Information —
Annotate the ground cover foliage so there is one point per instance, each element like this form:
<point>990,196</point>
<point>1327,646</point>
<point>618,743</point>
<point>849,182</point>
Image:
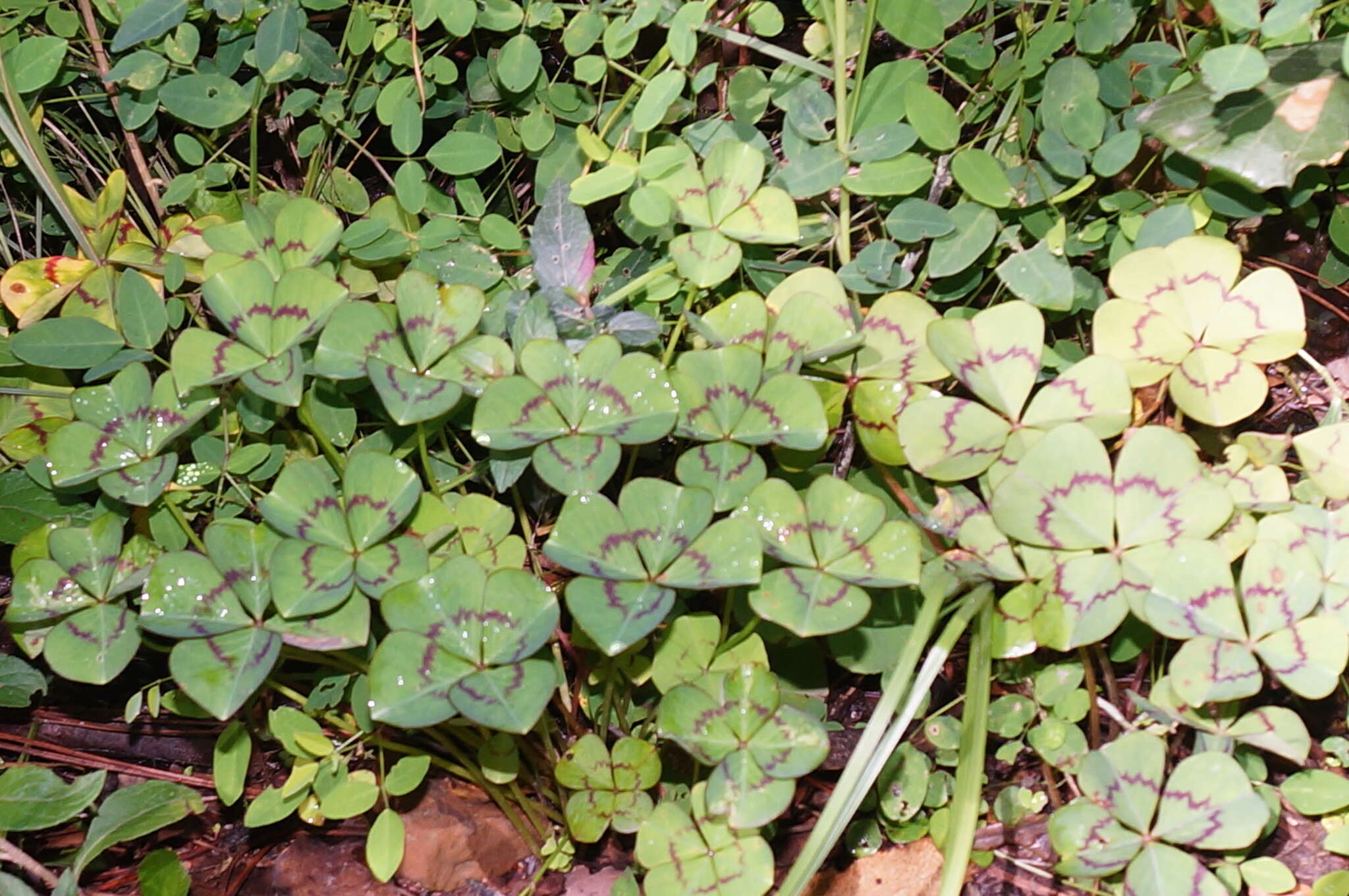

Task description —
Repeat all of the listing above word for word, and exclude the pictures.

Answer area —
Annotate the ground cover foliage so there is one point per instance, each element like this form:
<point>990,196</point>
<point>1327,646</point>
<point>618,743</point>
<point>849,182</point>
Image:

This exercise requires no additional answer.